### Given instruction
Please print the lines below verbatim, adding nothing and leaving nothing out.

### Information given
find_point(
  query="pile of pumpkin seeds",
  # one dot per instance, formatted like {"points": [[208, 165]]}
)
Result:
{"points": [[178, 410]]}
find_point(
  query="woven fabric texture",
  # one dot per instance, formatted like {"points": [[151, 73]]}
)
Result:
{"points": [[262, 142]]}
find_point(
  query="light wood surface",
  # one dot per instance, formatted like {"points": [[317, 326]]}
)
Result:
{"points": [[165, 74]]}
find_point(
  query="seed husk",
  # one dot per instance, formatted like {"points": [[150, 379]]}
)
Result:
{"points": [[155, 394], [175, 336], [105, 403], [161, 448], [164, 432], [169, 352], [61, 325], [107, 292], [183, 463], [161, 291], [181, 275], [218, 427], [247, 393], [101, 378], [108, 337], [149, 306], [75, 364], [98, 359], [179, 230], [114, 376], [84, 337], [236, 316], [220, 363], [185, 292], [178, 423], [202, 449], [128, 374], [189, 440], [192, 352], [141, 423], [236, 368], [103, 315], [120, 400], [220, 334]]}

### Response to this exercise
find_point(
  query="pile of pumpkin seeds",
  # one dot per instance, formatted like {"points": [[208, 165]]}
)
Result:
{"points": [[178, 410]]}
find_point(
  query="woven fabric texture",
  # one dot per instance, formatted like {"points": [[151, 73]]}
)
Result:
{"points": [[262, 142]]}
find_point(
  query="light wood surface",
  # one dot per instance, formatted like {"points": [[317, 326]]}
)
Result:
{"points": [[165, 74]]}
find_point(
  query="seed husk",
  # one dot per instance, formatted like {"points": [[150, 379]]}
)
Result:
{"points": [[155, 394], [175, 336], [105, 403], [161, 448], [164, 432], [169, 352], [61, 325], [107, 292], [183, 463], [161, 291], [181, 275], [218, 427], [247, 393], [101, 378], [108, 337], [149, 306], [75, 364], [98, 359], [179, 230], [114, 376], [84, 337], [236, 316], [220, 363], [185, 292], [178, 423], [202, 449], [128, 374], [189, 440], [192, 352], [141, 423], [236, 368], [103, 315], [120, 400], [220, 334]]}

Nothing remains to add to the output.